▸ **Selection**:
• • • • •

All of lore.kernel.org
 help / color / mirror / Atom feed
* MCTP/PLDM BMC-host communication design
@ 2022-01-17 16:33 Tung Nguyen OS
  2022-01-19 22:51 ` Andrew Jeffery
  2022-01-20  0:53 ` Jeremy Kerr
  0 siblings, 2 replies; 6+ messages in thread
From: Tung Nguyen OS @ 2022-01-17 16:33 UTC (permalink / raw)
  To: openbmc; +Cc: Thu Nguyen OS, Thang Nguyen OS

Dear community,
[Switched the email in PlainText format]

We are using community PLDM/MCTP code to design our MCTP/PLDM stack via SMBUS on aarch64 system. Basically, we have 2 CPU sockets corresponding with 2 SMBUS addresses, and the MCTP/PLDM stack looks like this image:
https://github.com/tungnguyen-ampere/images/blob/7dba355b4742d0ffab9cd39303bbb6e9c8a6f646/current_design.png

Due to the not supported of discovery process, we are fixing the EIDs for host. During the implementation, we recognize if we use this approach, we will have a limitation when using the code in pldmd and host-bmc in https://github.com/openbmc/pldm
Where just only Host_EID is using. (It might be improvement later here). 

A new way that is considering is like the image: https://github.com/tungnguyen-ampere/images/blob/7dba355b4742d0ffab9cd39303bbb6e9c8a6f646/new_design.png

In this way, we use an EID for host to communicate. The master socket 0 should self-manage the host devices like: sensors, effectors, boot progress ... etc.

I would like to hear your opinion on this if the feature is applicable for your systems like what is pros, what is cons, what is the performance, what do you prefer, other suggestion... etc.

Our target is to make the feature works and support the community..

Thank you & best regards,
Tung



^ permalink raw reply	[flat|nested] 6+ messages in thread

* Re: MCTP/PLDM BMC-host communication design
  2022-01-17 16:33 MCTP/PLDM BMC-host communication design Tung Nguyen OS
@ 2022-01-19 22:51 ` Andrew Jeffery
  2022-01-20  0:53 ` Jeremy Kerr
  1 sibling, 0 replies; 6+ messages in thread
From: Andrew Jeffery @ 2022-01-19 22:51 UTC (permalink / raw)
  To: Tung Nguyen OS, openbmc, Jeremy Kerr, Matt Johnston
  Cc: Thu Nguyen OS, Thang Q . Nguyen



On Tue, 18 Jan 2022, at 03:03, Tung Nguyen OS wrote:
> Dear community,
> [Switched the email in PlainText format]
>
> We are using community PLDM/MCTP code to design our MCTP/PLDM stack via 
> SMBUS on aarch64 system. Basically, we have 2 CPU sockets corresponding 
> with 2 SMBUS addresses, and the MCTP/PLDM stack looks like this image:
> https://github.com/tungnguyen-ampere/images/blob/7dba355b4742d0ffab9cd39303bbb6e9c8a6f646/current_design.png
>
> Due to the not supported of discovery process, we are fixing the EIDs 
> for host.

• • • • •

▸ **Data**:

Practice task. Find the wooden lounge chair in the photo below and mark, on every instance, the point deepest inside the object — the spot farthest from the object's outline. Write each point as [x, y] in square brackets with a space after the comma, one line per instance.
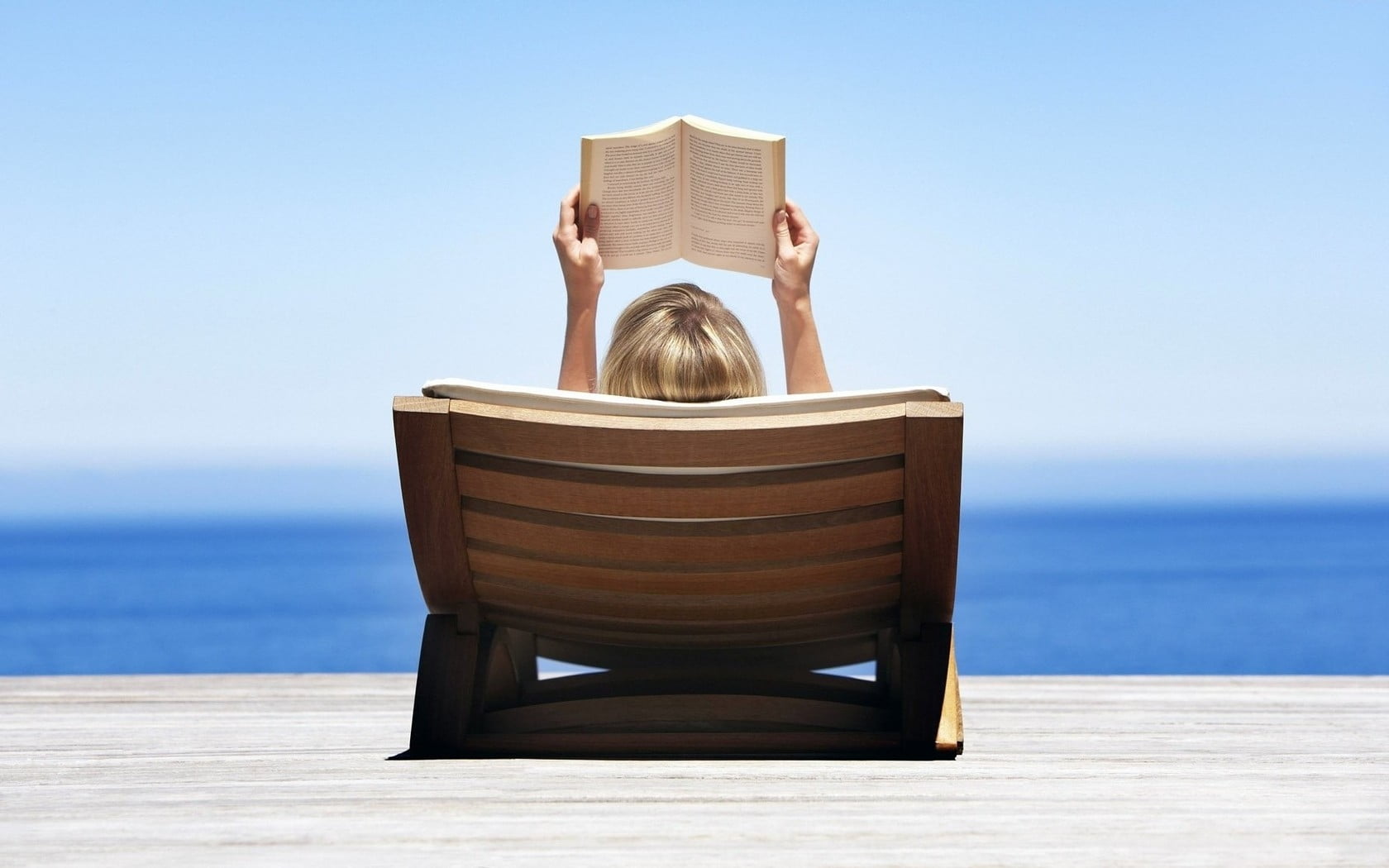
[709, 564]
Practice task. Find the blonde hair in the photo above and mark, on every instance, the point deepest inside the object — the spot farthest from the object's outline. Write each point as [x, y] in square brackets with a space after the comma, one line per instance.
[680, 343]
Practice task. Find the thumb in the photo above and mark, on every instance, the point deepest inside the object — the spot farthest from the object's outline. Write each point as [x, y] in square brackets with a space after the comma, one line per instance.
[782, 230]
[590, 221]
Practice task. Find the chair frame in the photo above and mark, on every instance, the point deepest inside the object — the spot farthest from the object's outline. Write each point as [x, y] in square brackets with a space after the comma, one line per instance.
[684, 674]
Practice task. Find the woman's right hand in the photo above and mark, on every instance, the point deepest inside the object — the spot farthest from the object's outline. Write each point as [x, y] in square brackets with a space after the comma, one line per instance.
[796, 247]
[578, 249]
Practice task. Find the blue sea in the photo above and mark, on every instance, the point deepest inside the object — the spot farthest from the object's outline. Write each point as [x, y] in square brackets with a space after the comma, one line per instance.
[1199, 589]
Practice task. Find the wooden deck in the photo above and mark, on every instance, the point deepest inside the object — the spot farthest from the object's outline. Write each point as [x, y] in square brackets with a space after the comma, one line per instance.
[1057, 771]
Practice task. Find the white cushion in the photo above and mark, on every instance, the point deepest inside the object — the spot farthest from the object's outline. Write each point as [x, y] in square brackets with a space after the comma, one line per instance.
[560, 400]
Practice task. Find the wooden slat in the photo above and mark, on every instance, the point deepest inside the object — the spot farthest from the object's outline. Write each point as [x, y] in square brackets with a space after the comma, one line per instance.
[429, 494]
[776, 492]
[671, 579]
[682, 612]
[641, 633]
[786, 657]
[931, 513]
[950, 732]
[557, 537]
[842, 435]
[725, 680]
[684, 713]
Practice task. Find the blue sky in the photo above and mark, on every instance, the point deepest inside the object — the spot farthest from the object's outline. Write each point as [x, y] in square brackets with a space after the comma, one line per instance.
[1127, 234]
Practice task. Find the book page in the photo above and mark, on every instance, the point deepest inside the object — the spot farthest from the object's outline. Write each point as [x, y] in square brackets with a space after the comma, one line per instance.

• • • • •

▸ **Given exercise 1**: Reproduce the part of the MCTP/PLDM thread between "A new way that" and "progress ... etc.", inclusive.
▸ **Given exercise 2**: Pick out every line of the records that contains the string "blue", matching case exactly, and copy each such line in full.

▸ **Final result 1**:
A new way that is considering is like the image: https://github.com/tungnguyen-ampere/images/blob/7dba355b4742d0ffab9cd39303bbb6e9c8a6f646/new_design.png

In this way, we use an EID for host to communicate. The master socket 0 should self-manage the host devices like: sensors, effectors, boot progress ... etc.

▸ **Final result 2**:
Practice task. Find the blue sea in the photo above and mark, on every instance, the point deepest inside the object — the spot farthest from the object's outline. Write each point as [x, y] in square brackets with a space after the comma, one line per instance.
Practice task. Find the blue sky in the photo above and mark, on every instance, the point deepest inside the object — the spot farthest from the object's outline. Write each point as [x, y] in square brackets with a space after the comma, one line per instance.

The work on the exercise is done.